■ Task description
Starting at the start of the records and ending at the line that contains "M44 160L60 149L101", write those lines out again with "snow-covered roof" swapped for "snowy rooftop" and nothing else changed. Leave the pictures out of your answer.

begin Dataset rows

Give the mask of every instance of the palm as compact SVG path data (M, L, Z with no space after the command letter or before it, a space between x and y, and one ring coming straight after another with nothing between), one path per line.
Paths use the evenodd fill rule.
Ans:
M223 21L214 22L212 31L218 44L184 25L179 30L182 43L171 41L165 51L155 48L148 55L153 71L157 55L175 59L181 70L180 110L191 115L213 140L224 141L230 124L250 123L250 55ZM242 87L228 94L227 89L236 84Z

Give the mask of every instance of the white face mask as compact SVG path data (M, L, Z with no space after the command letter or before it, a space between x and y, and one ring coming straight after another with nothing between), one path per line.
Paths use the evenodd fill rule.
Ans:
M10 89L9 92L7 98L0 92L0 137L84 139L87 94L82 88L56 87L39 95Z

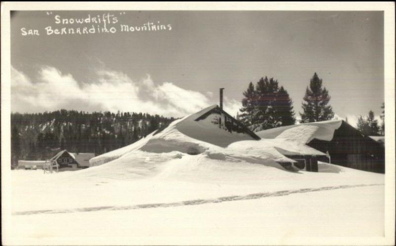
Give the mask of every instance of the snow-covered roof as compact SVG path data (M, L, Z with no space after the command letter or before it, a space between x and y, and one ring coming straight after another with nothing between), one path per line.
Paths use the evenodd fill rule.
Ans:
M331 141L334 131L340 128L343 120L326 121L303 123L269 129L256 132L259 137L265 138L280 138L308 143L314 138L324 141Z
M69 154L80 166L89 166L90 160L95 157L95 153L72 153Z
M385 136L369 136L369 137L370 137L370 138L371 138L372 139L379 143L385 142Z
M67 153L73 159L76 160L80 166L89 166L89 160L95 157L94 153L72 153L69 152L66 150L63 150L58 152L56 155L50 160L51 161L56 160L65 152Z

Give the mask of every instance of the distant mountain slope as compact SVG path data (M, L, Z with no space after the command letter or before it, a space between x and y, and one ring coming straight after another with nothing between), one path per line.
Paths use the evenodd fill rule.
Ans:
M44 160L60 149L101 154L134 143L174 120L120 112L12 113L12 161Z

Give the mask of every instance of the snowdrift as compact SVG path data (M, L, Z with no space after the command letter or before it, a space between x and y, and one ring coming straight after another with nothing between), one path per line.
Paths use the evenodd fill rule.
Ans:
M102 169L106 169L105 172L112 173L118 171L111 169L123 170L139 177L156 175L162 171L165 164L174 164L174 159L186 155L203 157L197 159L201 165L212 160L227 163L244 162L280 169L283 168L279 163L296 162L285 156L325 155L305 143L293 141L284 133L282 138L257 140L259 137L236 125L239 123L233 122L236 121L223 112L217 105L209 107L176 120L133 144L93 158L90 163L91 166L107 164L96 171L105 172ZM234 124L230 127L230 124ZM315 132L317 127L308 126L304 130L304 133ZM185 162L186 158L183 159ZM181 165L186 168L186 165Z
M283 139L306 144L314 138L331 141L334 131L340 128L343 121L326 121L281 126L256 132L262 138Z

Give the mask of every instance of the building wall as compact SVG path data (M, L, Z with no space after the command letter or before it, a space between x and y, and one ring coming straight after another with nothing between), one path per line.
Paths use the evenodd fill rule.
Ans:
M56 162L59 165L59 168L71 167L72 164L78 164L77 162L67 152L65 152L60 156Z
M343 123L330 141L313 139L307 144L323 153L328 151L331 162L347 167L385 173L385 148L380 144ZM321 161L328 161L320 159Z

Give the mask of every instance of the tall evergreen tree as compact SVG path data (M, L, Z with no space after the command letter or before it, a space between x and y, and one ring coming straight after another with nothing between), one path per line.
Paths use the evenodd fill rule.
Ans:
M378 136L380 131L378 121L375 119L374 113L371 110L368 116L364 119L361 116L357 119L357 129L366 136Z
M239 115L239 117L245 125L249 126L253 123L256 104L254 86L251 82L249 83L248 89L244 92L244 96L245 97L242 99L242 108L240 109L241 114Z
M375 119L374 113L371 110L368 113L367 123L370 128L369 135L377 136L379 135L380 126L378 125L378 121Z
M382 109L382 112L381 115L381 119L382 122L381 123L380 131L381 132L381 134L383 136L385 135L385 103L382 103L381 108Z
M293 103L288 91L283 86L281 86L277 94L276 111L282 126L290 125L296 123Z
M281 125L277 117L276 100L279 90L278 81L271 78L262 78L256 86L257 102L254 111L252 124L250 128L254 131L265 130Z
M19 132L16 126L14 125L11 130L11 166L16 166L20 154Z
M322 88L322 79L315 73L303 98L303 112L300 113L302 123L326 121L334 117L333 109L328 105L330 100L329 91L326 87Z

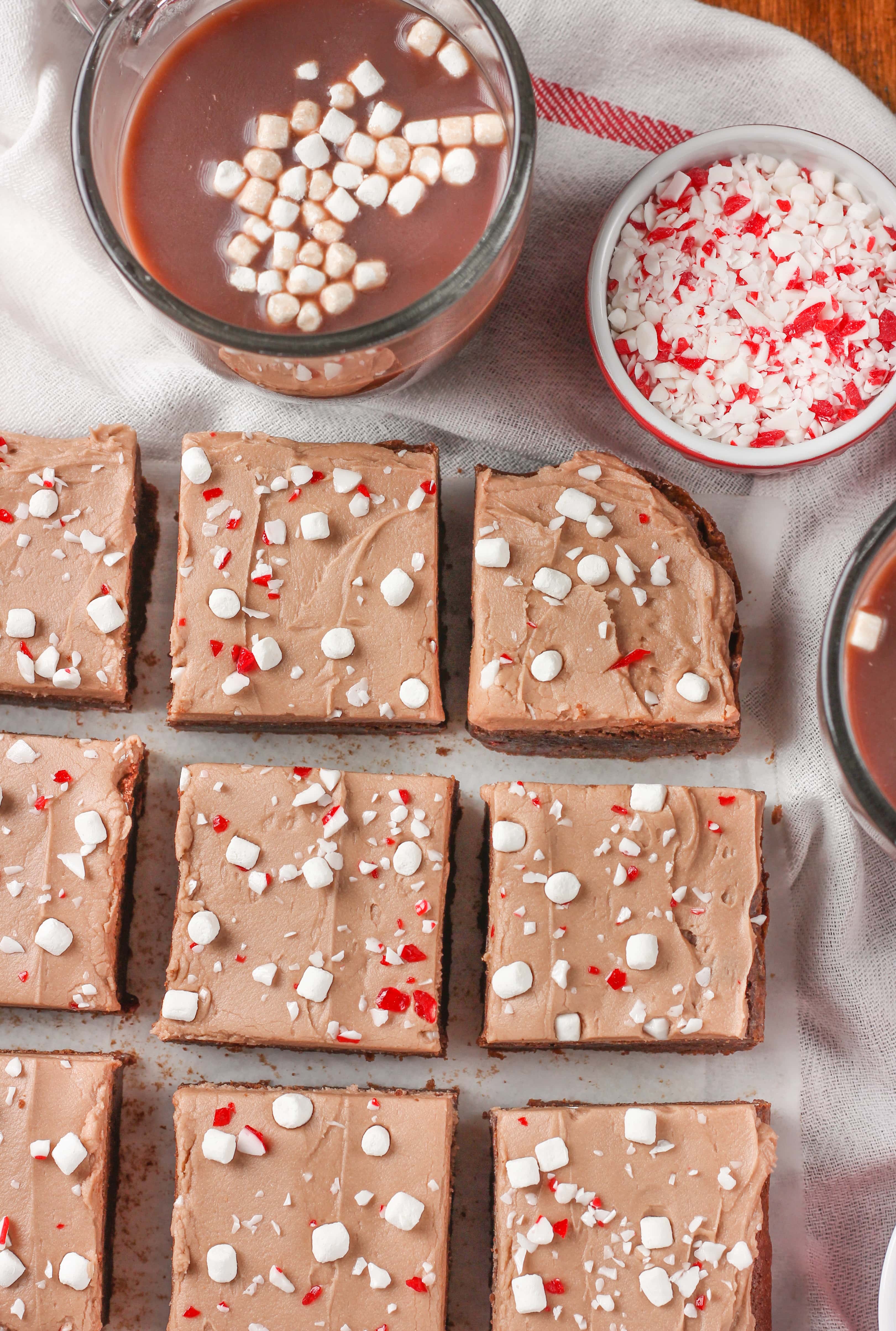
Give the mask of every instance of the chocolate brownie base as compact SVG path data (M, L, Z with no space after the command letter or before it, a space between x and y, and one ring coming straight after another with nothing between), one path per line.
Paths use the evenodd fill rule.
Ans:
M477 473L486 470L477 466ZM724 535L714 518L702 508L680 486L642 467L632 469L654 488L659 490L670 503L686 514L700 539L700 544L731 578L736 599L742 600L740 580ZM513 475L513 473L493 473ZM521 473L535 476L537 471ZM740 704L739 679L743 655L743 631L735 616L734 631L728 643L731 658L731 679L735 703ZM519 757L620 757L630 763L643 763L652 757L708 757L710 753L728 753L740 739L740 716L732 725L687 725L628 721L619 725L571 727L568 729L519 729L495 731L467 720L470 735L486 748L499 753L513 753Z
M567 1109L576 1105L578 1101L568 1099L530 1099L527 1107L530 1109ZM723 1099L718 1101L719 1105L739 1105L743 1101L736 1099ZM756 1121L759 1123L771 1123L771 1103L767 1099L751 1101L752 1109L756 1111ZM495 1110L489 1111L489 1131L491 1134L491 1191L490 1191L490 1206L494 1214L494 1198L495 1198L495 1182L498 1177L498 1141L495 1133ZM766 1179L760 1193L762 1209L763 1209L763 1227L756 1236L758 1247L758 1260L752 1266L752 1279L750 1284L750 1310L752 1312L755 1327L754 1331L772 1331L772 1240L768 1230L768 1198L770 1198L771 1177ZM490 1304L491 1304L491 1331L506 1331L506 1327L498 1326L495 1322L495 1284L498 1282L498 1254L493 1254L491 1262L491 1278L490 1278Z

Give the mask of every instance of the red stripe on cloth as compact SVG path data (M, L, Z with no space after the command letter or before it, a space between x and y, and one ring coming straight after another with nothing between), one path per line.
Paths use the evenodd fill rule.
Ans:
M570 129L582 129L586 134L611 138L616 144L630 144L647 153L662 153L675 144L683 144L694 134L691 129L640 116L636 110L626 110L624 106L614 106L610 101L600 101L587 92L564 88L563 84L550 83L547 79L533 79L533 88L541 120L567 125Z

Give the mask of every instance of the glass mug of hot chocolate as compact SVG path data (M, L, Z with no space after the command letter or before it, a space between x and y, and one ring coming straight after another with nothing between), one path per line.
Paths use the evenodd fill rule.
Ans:
M840 574L821 638L819 716L853 816L896 858L896 504Z
M193 353L274 393L389 391L514 269L535 105L493 0L68 0L84 208ZM99 20L99 21L97 21Z

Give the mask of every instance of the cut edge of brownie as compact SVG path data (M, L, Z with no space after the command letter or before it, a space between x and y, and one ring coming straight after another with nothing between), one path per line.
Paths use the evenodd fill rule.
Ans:
M121 1102L124 1098L124 1069L134 1062L133 1054L107 1054L91 1049L0 1049L0 1058L9 1054L16 1058L96 1058L112 1063L112 1102L109 1105L109 1131L103 1170L105 1197L103 1207L103 1294L100 1304L101 1324L109 1320L112 1302L112 1258L114 1248L114 1213L118 1201L118 1137L121 1130Z
M762 792L756 792L762 793ZM481 980L481 996L482 996L482 1034L477 1040L477 1045L482 1049L495 1050L497 1053L521 1053L523 1050L553 1050L559 1051L563 1049L598 1049L603 1053L618 1053L618 1054L736 1054L746 1049L755 1049L766 1038L766 934L768 932L768 870L766 869L766 862L763 857L763 825L759 825L759 865L762 869L760 880L754 890L750 902L750 914L764 914L762 925L754 928L754 960L750 966L750 973L747 976L746 986L746 1001L747 1001L747 1030L743 1036L728 1036L728 1037L706 1037L704 1040L626 1040L619 1038L606 1038L606 1040L574 1040L574 1041L560 1041L560 1040L526 1040L518 1042L495 1041L489 1040L486 1034L487 1025L487 984L489 976L485 965L485 953L489 949L489 905L491 900L491 878L494 872L494 847L491 844L491 808L489 801L485 801L485 835L482 843L481 862L483 865L483 966L482 966L482 980Z
M654 1105L647 1101L638 1101L639 1105L643 1103L644 1107L654 1107ZM626 1105L624 1101L616 1102L614 1105L592 1105L584 1103L582 1101L574 1099L530 1099L527 1102L529 1109L622 1109ZM715 1109L720 1105L750 1105L750 1107L756 1114L756 1121L760 1123L771 1125L772 1107L767 1099L718 1099L718 1101L668 1101L662 1105L656 1105L656 1109L675 1109L679 1106L684 1107L700 1107L700 1109ZM502 1331L501 1327L495 1324L495 1288L498 1284L498 1250L494 1243L494 1198L495 1198L495 1181L498 1178L498 1133L497 1133L497 1115L501 1113L513 1113L513 1109L490 1109L489 1110L489 1131L491 1134L491 1185L490 1185L490 1206L491 1206L491 1235L493 1235L493 1250L491 1250L491 1274L490 1274L490 1295L489 1303L491 1304L491 1331ZM768 1230L768 1197L771 1187L771 1174L763 1183L760 1193L760 1202L763 1209L763 1227L756 1238L756 1262L751 1267L750 1278L750 1310L755 1320L755 1331L772 1331L772 1239Z
M395 773L402 775L402 773ZM425 773L429 775L429 773ZM445 884L445 910L442 917L442 960L441 960L441 992L439 992L439 1008L438 1008L438 1045L433 1051L417 1050L417 1049L371 1049L370 1046L361 1045L338 1045L336 1042L320 1044L320 1045L297 1045L293 1042L280 1044L277 1041L268 1040L246 1040L240 1036L186 1036L180 1032L172 1034L162 1034L162 1032L156 1028L161 1022L161 1017L153 1022L150 1034L156 1040L161 1040L166 1045L212 1045L217 1049L290 1049L294 1053L345 1053L345 1054L362 1054L365 1058L367 1054L383 1055L385 1058L447 1058L447 1009L449 1009L449 982L451 970L451 930L449 928L451 918L451 906L454 904L454 892L457 881L457 860L454 855L454 841L457 835L457 828L461 821L461 785L454 776L443 777L443 780L451 783L451 821L449 825L449 876ZM180 800L180 795L178 795ZM177 910L177 906L174 906ZM173 928L173 926L172 926ZM189 1026L189 1022L184 1024ZM209 1083L212 1085L212 1083ZM246 1083L249 1085L249 1083ZM261 1085L261 1083L258 1083ZM324 1087L321 1087L324 1089Z
M498 471L485 463L475 465L495 476L537 476L538 471ZM728 574L734 583L735 599L743 599L740 579L728 550L728 543L715 519L702 508L680 486L642 467L632 467L638 475L668 499L692 523L698 539L714 563ZM630 763L643 763L652 757L708 757L710 753L728 753L740 739L740 662L743 656L743 630L735 612L728 656L738 720L734 725L687 725L679 721L627 721L580 729L555 731L531 727L510 727L503 731L478 725L467 717L467 731L486 748L518 757L622 757Z
M298 441L290 441L297 443ZM338 445L324 445L324 447L338 449ZM445 519L442 516L442 478L439 471L439 451L437 443L405 443L403 439L385 439L381 443L370 445L374 449L390 449L393 453L398 453L399 449L405 453L429 453L435 458L435 647L438 656L438 681L439 681L439 704L442 708L442 720L433 721L399 721L393 724L385 719L375 720L358 720L353 721L349 717L338 717L336 721L326 720L309 720L304 721L301 717L268 717L262 713L256 712L253 716L226 716L224 712L220 716L206 716L200 713L196 720L192 719L189 712L182 712L173 715L172 707L174 703L173 687L172 697L168 701L166 709L166 723L173 731L220 731L226 728L228 731L234 731L238 733L250 733L257 729L270 731L274 735L334 735L337 739L343 739L354 735L431 735L433 732L439 733L446 729L449 723L447 711L445 707L446 697L446 667L445 667L445 654L442 652L442 643L445 640L445 583L442 578L442 558L445 550ZM0 697L1 700L1 697ZM292 1046L290 1046L292 1047Z

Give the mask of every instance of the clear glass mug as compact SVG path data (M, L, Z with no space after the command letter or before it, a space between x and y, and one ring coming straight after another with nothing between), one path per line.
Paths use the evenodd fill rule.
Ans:
M819 721L840 789L852 816L896 858L896 809L868 771L849 724L844 655L852 618L868 586L896 554L896 504L868 528L847 560L831 598L819 658Z
M507 122L507 180L485 234L454 273L406 309L355 329L309 335L241 329L177 299L134 258L121 220L118 158L134 97L185 29L229 0L65 3L93 32L72 108L72 158L81 201L130 290L198 359L273 393L336 398L382 394L415 382L473 337L519 257L535 157L531 79L493 0L426 0L425 11L475 56Z

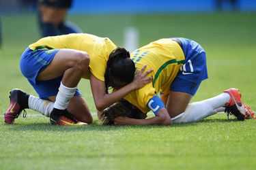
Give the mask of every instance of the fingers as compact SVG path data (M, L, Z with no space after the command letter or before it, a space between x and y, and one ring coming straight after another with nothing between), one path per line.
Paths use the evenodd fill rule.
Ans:
M143 67L142 67L142 69L141 69L141 72L143 73L144 71L146 69L146 68L147 68L147 65L143 65Z
M152 71L153 71L153 69L149 69L149 70L147 70L147 71L145 72L144 73L143 73L142 75L143 75L143 77L145 77L145 76L147 76L147 75L149 75L150 73L151 73Z
M145 83L149 83L153 80L153 76L145 78L144 80Z

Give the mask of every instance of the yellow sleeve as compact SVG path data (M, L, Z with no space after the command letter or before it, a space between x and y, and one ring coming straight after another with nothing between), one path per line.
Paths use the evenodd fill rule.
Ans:
M95 55L94 58L90 60L90 72L97 79L104 81L104 73L106 67L106 61L102 55Z
M91 73L98 80L104 81L104 73L106 67L106 63L109 54L116 48L116 46L109 38L104 39L102 46L95 46L92 52L94 54L90 59L89 69Z

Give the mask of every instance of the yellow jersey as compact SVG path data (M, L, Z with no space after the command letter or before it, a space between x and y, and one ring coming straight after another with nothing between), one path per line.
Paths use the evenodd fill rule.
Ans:
M107 37L91 34L72 33L59 36L46 37L29 46L35 50L38 48L70 48L86 52L90 58L89 70L96 78L104 81L104 75L110 53L116 45ZM89 73L86 78L89 78Z
M150 111L147 103L159 92L167 92L176 77L185 56L180 45L171 39L161 39L143 46L131 54L137 69L143 65L152 69L152 83L132 91L124 99L137 107L143 113Z

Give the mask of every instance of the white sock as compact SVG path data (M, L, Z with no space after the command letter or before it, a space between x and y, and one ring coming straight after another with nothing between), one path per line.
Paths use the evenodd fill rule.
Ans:
M38 97L29 95L29 107L41 113L47 117L50 116L50 113L53 109L53 102L41 99Z
M57 94L56 100L54 103L54 108L66 109L68 107L70 99L74 97L76 90L76 87L66 87L61 82L59 92Z
M201 101L188 104L184 112L172 118L173 123L193 122L223 110L225 104L229 101L229 95L221 95Z

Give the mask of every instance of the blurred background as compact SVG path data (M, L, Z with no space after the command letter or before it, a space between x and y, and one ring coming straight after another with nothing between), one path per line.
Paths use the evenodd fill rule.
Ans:
M52 25L42 24L42 22L60 16L63 20L59 27L72 22L76 30L110 37L117 45L130 50L160 38L195 39L207 52L210 78L195 99L236 86L247 93L248 102L254 100L256 78L251 73L256 67L255 0L74 0L55 12L48 10L47 4L38 4L35 0L0 0L0 97L0 97L0 107L3 105L3 112L10 89L20 87L34 93L20 73L19 57L29 44L53 33L46 29ZM47 12L57 14L52 14L55 17L49 14L47 19ZM55 31L61 33L59 30ZM94 109L87 82L83 82L81 86Z

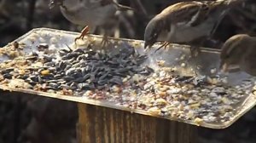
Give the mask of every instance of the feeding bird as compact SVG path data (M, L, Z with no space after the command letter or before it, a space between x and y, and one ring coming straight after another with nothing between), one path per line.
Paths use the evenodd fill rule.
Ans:
M220 69L229 72L232 67L256 76L256 37L237 34L223 45L220 54Z
M102 26L105 30L102 42L103 45L108 43L108 30L116 23L116 12L133 10L113 0L50 0L50 9L56 5L60 6L62 14L70 22L85 26L80 36L75 38L75 42L93 32L97 26Z
M170 43L187 43L204 37L209 37L231 6L243 1L191 1L172 4L156 14L147 25L144 49L151 48L156 42L165 42L160 49ZM191 47L191 53L194 49Z

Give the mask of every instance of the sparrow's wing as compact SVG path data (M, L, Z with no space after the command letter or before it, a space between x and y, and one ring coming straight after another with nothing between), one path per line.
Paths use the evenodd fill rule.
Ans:
M94 9L102 6L107 6L108 4L113 4L113 0L83 0L84 4L86 8Z
M183 2L166 8L161 14L168 16L172 23L196 26L218 10L219 4L220 2Z
M254 44L247 54L244 56L243 68L244 70L253 76L256 76L256 44Z

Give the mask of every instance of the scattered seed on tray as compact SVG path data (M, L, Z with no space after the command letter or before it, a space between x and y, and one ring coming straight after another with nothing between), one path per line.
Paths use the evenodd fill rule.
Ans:
M143 64L147 55L129 45L114 54L90 47L45 54L48 48L41 44L39 51L0 63L1 84L86 96L198 124L230 121L254 84L231 87L218 77L177 76L163 60L153 70Z

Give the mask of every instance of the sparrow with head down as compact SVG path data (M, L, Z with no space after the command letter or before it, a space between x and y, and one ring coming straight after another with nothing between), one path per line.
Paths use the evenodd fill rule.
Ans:
M171 5L148 22L144 32L144 48L150 48L159 41L165 42L160 49L170 43L187 43L211 37L231 6L243 1L191 1ZM193 52L195 49L190 49Z
M118 10L132 10L113 0L50 0L49 7L60 6L64 17L73 24L85 26L79 37L93 32L97 26L105 30L102 43L108 43L108 30L115 23L115 14Z
M224 72L238 67L256 76L256 37L238 34L230 37L221 49L220 60L220 69Z

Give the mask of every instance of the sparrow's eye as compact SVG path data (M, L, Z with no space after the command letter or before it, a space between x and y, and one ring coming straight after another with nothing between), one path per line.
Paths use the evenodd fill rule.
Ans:
M154 32L154 33L153 34L153 37L157 37L157 33Z

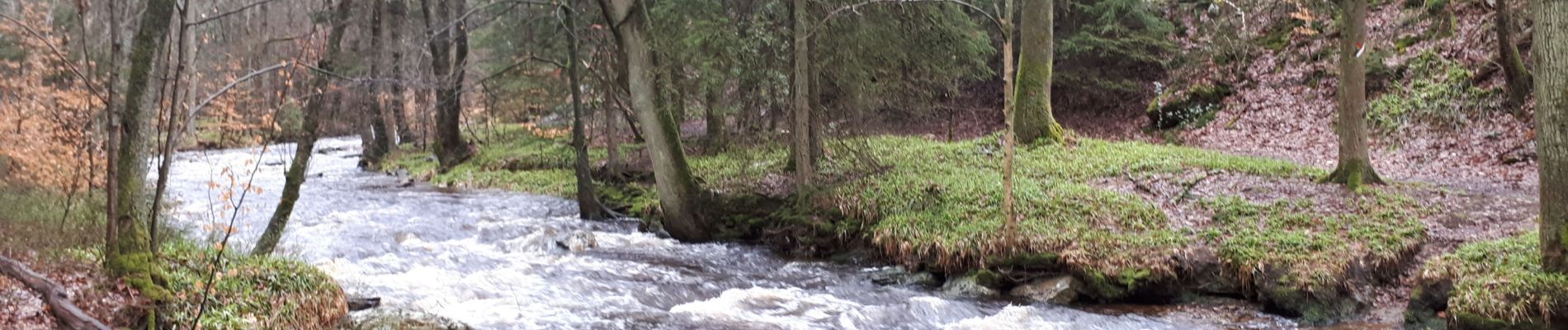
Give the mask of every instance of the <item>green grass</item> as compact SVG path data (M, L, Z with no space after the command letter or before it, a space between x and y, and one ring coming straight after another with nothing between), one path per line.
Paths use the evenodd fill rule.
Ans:
M1465 324L1546 328L1546 316L1568 314L1568 275L1541 271L1535 231L1460 246L1428 261L1421 277L1454 283L1449 314Z
M1018 241L1004 233L1000 147L994 138L936 142L906 136L867 138L859 145L884 172L823 192L842 213L872 222L873 242L895 258L946 269L980 267L986 258L1060 255L1101 297L1174 277L1174 258L1190 244L1142 197L1087 185L1126 172L1228 170L1312 177L1320 170L1286 161L1217 152L1080 139L1018 155ZM829 163L828 169L833 169Z
M1203 200L1214 211L1201 233L1217 244L1220 260L1237 269L1284 271L1281 285L1325 289L1341 285L1352 264L1389 266L1419 249L1425 225L1414 200L1389 192L1356 195L1353 213L1317 211L1311 200L1286 199L1258 205L1239 197Z
M158 307L158 322L190 325L209 286L202 328L323 328L347 313L337 282L296 260L223 252L221 272L209 283L218 253L188 241L165 244L163 272L176 299Z

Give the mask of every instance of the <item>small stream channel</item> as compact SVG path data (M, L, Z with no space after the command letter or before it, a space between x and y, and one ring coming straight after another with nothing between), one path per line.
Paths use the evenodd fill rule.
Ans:
M238 249L278 203L293 144L176 155L176 222L196 238L229 216L220 195L259 170L237 217ZM637 222L575 219L571 200L506 191L398 188L362 172L358 138L323 139L279 253L383 299L477 328L1295 328L1240 303L1025 305L873 285L867 269L784 260L742 244L682 244ZM216 185L213 185L216 183ZM216 186L216 188L213 188ZM237 194L237 192L235 192ZM558 238L593 236L571 252Z

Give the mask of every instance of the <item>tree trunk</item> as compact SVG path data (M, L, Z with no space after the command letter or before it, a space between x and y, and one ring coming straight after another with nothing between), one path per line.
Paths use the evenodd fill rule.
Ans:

end Dataset rows

■ Problem solution
Give the mask of every instance of the palm as compact SVG path data (M, L, Z with no space after the command letter or before it, a space between x and y, and one ring coming straight after another with nothing between), one path per line.
Paths use the evenodd fill rule.
Ans:
M223 21L214 22L212 31L218 44L184 25L179 30L182 43L171 41L165 51L155 48L148 55L153 71L157 55L175 59L181 70L180 110L191 115L213 140L224 141L230 124L250 123L250 55ZM242 87L228 94L227 89L236 84Z

Give the mask of every instance of the white face mask as compact SVG path data (M, L, Z with no space after the command letter or before it, a space between x and y, and one ring coming straight after another with nothing between), one path per line.
Paths use the evenodd fill rule.
Ans:
M10 89L9 92L7 98L0 92L0 137L84 139L87 94L82 88L56 87L39 95Z

Give the mask of every instance of the snowy rooftop as compact SVG path data (M, L, Z with no space after the command letter or before it, a space between x and y, and one ring coming straight after another with nothing between), one path per line.
Paths use the evenodd fill rule.
Ans:
M331 141L334 131L340 128L343 120L326 121L303 123L269 129L256 132L259 137L265 138L280 138L308 143L314 138L324 141Z
M69 154L80 166L89 166L90 160L95 157L95 153L72 153Z
M385 136L369 136L369 137L370 137L370 138L371 138L372 139L379 143L385 142Z
M67 153L73 159L76 160L80 166L89 166L89 160L95 157L94 153L72 153L69 152L66 150L63 150L58 152L56 155L50 160L51 161L56 160L65 152Z

Give the mask of every instance of the distant mountain slope as compact SVG path data (M, L, Z with no space after the command letter or before it, a space between x and y, and one ring coming straight after another with nothing between), one path per line.
Paths use the evenodd fill rule.
Ans:
M44 160L60 149L101 154L134 143L174 120L120 112L12 113L12 161Z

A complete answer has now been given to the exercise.